ENUNCIADO DA TAREFA A —
Repita sem alterações o trecho do texto sobre a fuga da Grã-Duquesa Charlotte que vai desde "Os 101 dias" até "foi, de facto.", incluindo ambos os extremos.

TEXTO —
Os 101 dias de angústia que a Grã-Duquesa Charlotte passou em Portugal

Por mais que Charlotte soubesse que o Luxemburgo podia ser ocupado a qualquer momento pelas tropas alemãs, a entrada da Wehrmacht foi de tal forma rápida e cirúrgica que a fuga da família real do país aconteceu às pressas, em total aflição. Um jardineiro alemão que trabalhava para o banqueiro Carlo Turk, e que pertencia às forças de Hitler, lançou o aviso a 9 de maio de 1940: a invasão nazi aconteceria no dia seguinte. E assim foi, de facto.

Cumprem-se agora 85 anos desses dias de angústia. Às três da manhã do dia 10 de maio, a Grã-Duquesa Charlotte, o marido e os filhos enfiam-se à pressa num Fiat que o príncipe herdeiro Jean havia recebido de presente meses antes e partiram pela estrada de Rodange. Às 04h35, os soldados nazis entraram no país. Mais de 90 mil pessoas tiveram de fugir apressadas da região de Esch-sur-Alzette: 47 mil partiram para França, 45 mil para as florestas do norte. Ao fim da tarde, o país estava ocupado.

ENUNCIADO DA TAREFA B —
Reproduza sem alterações os registos desde a linha que contém "In this picture, where can the tree-covered" até ao fim dos registos, incluindo ambos os extremos.

REGISTOS FORNECIDOS —
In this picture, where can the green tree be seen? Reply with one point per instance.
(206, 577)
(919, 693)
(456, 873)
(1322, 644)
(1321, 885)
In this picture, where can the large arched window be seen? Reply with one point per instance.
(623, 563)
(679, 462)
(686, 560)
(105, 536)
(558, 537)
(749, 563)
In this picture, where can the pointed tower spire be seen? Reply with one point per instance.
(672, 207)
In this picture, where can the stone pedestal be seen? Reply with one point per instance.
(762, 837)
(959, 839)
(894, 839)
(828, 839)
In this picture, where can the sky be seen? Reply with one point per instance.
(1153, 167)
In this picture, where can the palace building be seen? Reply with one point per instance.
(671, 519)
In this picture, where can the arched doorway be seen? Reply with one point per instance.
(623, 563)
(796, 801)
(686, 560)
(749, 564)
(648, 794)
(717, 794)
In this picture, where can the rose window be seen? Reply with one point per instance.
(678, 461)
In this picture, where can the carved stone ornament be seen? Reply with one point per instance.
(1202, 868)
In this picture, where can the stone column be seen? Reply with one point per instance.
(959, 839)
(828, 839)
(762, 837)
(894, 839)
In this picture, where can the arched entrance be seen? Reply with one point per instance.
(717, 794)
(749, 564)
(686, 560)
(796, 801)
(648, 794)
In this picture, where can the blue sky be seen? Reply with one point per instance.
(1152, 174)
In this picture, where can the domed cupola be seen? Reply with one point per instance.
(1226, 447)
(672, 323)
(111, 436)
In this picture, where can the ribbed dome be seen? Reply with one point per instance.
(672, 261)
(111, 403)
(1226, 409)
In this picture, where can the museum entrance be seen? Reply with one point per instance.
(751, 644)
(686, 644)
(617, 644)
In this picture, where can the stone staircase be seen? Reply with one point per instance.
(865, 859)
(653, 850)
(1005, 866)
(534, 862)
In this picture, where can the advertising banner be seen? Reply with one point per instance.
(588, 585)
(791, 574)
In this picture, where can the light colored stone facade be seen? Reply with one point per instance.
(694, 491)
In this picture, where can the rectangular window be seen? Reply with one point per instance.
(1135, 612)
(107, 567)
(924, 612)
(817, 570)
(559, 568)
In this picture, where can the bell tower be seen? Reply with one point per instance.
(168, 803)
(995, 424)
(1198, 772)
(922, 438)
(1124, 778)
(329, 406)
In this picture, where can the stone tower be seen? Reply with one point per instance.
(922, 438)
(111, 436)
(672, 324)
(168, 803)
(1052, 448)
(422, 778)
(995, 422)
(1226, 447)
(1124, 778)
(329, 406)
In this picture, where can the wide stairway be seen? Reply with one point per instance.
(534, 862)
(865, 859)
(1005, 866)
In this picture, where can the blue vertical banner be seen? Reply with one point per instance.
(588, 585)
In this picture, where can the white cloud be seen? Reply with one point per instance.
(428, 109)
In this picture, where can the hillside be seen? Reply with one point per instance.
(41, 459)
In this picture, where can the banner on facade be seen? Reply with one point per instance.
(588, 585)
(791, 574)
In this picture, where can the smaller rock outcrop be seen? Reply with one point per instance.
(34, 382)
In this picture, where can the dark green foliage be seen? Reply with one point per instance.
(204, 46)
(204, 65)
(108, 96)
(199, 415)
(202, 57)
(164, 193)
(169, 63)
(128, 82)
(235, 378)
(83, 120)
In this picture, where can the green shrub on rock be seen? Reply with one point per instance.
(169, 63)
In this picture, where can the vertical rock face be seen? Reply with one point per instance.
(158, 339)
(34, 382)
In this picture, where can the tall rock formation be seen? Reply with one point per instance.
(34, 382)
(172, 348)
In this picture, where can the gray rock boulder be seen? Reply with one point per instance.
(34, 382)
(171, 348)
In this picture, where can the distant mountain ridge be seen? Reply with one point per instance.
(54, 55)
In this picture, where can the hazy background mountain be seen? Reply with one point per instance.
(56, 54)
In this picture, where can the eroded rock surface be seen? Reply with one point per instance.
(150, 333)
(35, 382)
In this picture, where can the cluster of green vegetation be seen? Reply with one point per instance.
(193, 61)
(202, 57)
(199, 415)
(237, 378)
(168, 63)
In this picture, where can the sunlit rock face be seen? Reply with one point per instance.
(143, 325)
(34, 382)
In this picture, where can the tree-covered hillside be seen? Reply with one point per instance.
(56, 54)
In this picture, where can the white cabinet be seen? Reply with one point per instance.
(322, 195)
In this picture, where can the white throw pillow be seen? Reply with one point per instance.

RESOLUÇÃO A —
Os 101 dias de angústia que a Grã-Duquesa Charlotte passou em Portugal

Por mais que Charlotte soubesse que o Luxemburgo podia ser ocupado a qualquer momento pelas tropas alemãs, a entrada da Wehrmacht foi de tal forma rápida e cirúrgica que a fuga da família real do país aconteceu às pressas, em total aflição. Um jardineiro alemão que trabalhava para o banqueiro Carlo Turk, e que pertencia às forças de Hitler, lançou o aviso a 9 de maio de 1940: a invasão nazi aconteceria no dia seguinte. E assim foi, de facto.

RESOLUÇÃO B —
In this picture, where can the tree-covered hillside be seen? Reply with one point per instance.
(56, 54)
In this picture, where can the white cabinet be seen? Reply with one point per instance.
(322, 195)
In this picture, where can the white throw pillow be seen? Reply with one point per instance.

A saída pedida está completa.